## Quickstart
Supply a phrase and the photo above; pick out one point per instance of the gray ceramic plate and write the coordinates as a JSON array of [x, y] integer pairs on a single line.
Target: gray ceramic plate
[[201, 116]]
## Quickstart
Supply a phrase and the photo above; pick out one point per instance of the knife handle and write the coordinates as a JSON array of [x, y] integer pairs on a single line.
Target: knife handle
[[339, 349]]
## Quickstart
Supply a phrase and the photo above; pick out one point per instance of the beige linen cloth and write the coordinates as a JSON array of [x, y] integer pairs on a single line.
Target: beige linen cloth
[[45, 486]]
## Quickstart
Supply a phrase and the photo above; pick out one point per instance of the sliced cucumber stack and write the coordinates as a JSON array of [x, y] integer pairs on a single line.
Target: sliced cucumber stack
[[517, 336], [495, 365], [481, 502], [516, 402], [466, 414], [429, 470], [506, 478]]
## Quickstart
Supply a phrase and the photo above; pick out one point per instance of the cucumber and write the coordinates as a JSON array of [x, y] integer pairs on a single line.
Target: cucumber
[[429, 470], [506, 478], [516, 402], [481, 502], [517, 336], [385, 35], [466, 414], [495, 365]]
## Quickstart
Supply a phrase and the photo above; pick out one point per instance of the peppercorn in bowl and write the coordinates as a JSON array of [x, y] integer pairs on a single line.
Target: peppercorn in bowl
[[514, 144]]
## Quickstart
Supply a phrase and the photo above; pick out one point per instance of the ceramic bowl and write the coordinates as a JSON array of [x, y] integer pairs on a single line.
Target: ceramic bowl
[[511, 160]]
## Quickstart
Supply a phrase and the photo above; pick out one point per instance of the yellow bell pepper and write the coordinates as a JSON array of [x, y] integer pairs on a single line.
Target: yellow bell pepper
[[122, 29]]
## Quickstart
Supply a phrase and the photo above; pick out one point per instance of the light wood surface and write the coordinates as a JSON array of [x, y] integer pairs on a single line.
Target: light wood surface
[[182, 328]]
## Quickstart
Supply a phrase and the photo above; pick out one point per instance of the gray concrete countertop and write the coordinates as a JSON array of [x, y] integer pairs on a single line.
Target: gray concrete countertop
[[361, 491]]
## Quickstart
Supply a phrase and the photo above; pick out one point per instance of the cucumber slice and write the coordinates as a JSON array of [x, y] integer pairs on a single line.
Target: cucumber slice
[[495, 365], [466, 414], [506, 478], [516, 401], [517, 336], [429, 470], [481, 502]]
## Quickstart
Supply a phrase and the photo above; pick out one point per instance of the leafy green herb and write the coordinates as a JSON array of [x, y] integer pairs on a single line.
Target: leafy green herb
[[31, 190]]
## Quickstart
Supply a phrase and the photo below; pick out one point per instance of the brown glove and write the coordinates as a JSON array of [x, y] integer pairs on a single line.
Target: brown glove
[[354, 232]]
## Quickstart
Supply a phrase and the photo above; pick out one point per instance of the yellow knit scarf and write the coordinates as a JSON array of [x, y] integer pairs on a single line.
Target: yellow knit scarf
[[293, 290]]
·····
• [Your goal]
Reproduce every line of the data above word for word.

• [Result]
## Quickstart
Supply a phrase and the photo above; pick out one point per instance of the gray ceramic plate and write the coordinates as a JSON array of [x, y] integer pairs on a single line.
Target: gray ceramic plate
[[201, 116]]
## Quickstart
Supply a phrase and the photo above; pick out one point per instance of the knife handle and write the coordinates as a JSON array of [x, y] integer pairs on a single line.
Target: knife handle
[[339, 349]]
## Quickstart
Supply a phrase and the photo above; pick out one point per instance of the beige linen cloth and write the coordinates as a JSON array of [x, y] integer pairs on a single line.
Target: beige linen cloth
[[45, 486]]
## Quickstart
Supply a phrase and the photo above; pick out one point per instance of the sliced cucumber stack and write the coordinates as a JSON array of [x, y] integer pairs on a single line.
Target: sliced cucumber stack
[[517, 336], [495, 365], [481, 502], [516, 402], [466, 414], [429, 470], [506, 478]]
## Quickstart
Supply a phrase and the photo above; pick out one point per instance of the cucumber and write the coordinates as a JSON array of [x, y] integer pairs on a single line.
Target: cucumber
[[429, 470], [506, 478], [516, 402], [481, 502], [517, 336], [385, 35], [466, 414], [495, 365]]
## Quickstart
Supply a phrase and the photo above; pick out one point per instance of the peppercorn in bowl and write the coordinates as a JSON array of [x, y] integer pairs on a single line.
Target: peppercorn in bowl
[[514, 144]]
## Quickstart
Supply a phrase and the photo above; pick out one point per instance of the ceramic bowl and write the coordinates as a JSON array of [x, y] integer pairs on a single line.
Target: ceramic bowl
[[511, 160]]
## Quickstart
Supply a phrase and the photo above; pick out one point per instance of the yellow bell pepper and write the coordinates as a JSON array of [x, y] integer pairs on a single line.
Target: yellow bell pepper
[[122, 29]]
## Quickstart
Supply a phrase and the photo above; pick out one point per instance of the light wood surface and write the coordinates as a JSON array of [x, y] integer pairs on a single line.
Target: light wood surface
[[182, 328]]
## Quickstart
Supply a phrase and the photo above; pick out one point per instance of the gray concrete countertop and write the coordinates as a JSON array of [x, y] integer pairs on a single line.
Target: gray concrete countertop
[[361, 491]]
## Quickstart
Supply a phrase and the photo above; pick out one point per instance of the cucumber slice and write the coordinates as a JSON array of [x, y] integer pairs on a single line.
Target: cucumber slice
[[495, 365], [466, 414], [506, 478], [516, 401], [517, 336], [429, 470], [481, 502]]
## Quickstart
Supply a phrase and the photo above; pick out one point per instance of the leafy green herb and write the coordinates as a JSON array of [x, y] integer pairs on a single line.
Target: leafy green herb
[[31, 190]]
## Quickstart
Supply a phrase and the photo below; pick out one point per instance of the brown glove and write the coordinates as a JSON array of [x, y] integer pairs on a single line.
Target: brown glove
[[354, 232]]
## Quickstart
Supply a phrase and the photo above; pick out one point per instance of the yellow knit scarf and write the coordinates as a JSON array of [x, y] integer pairs on a single line.
Target: yellow knit scarf
[[293, 290]]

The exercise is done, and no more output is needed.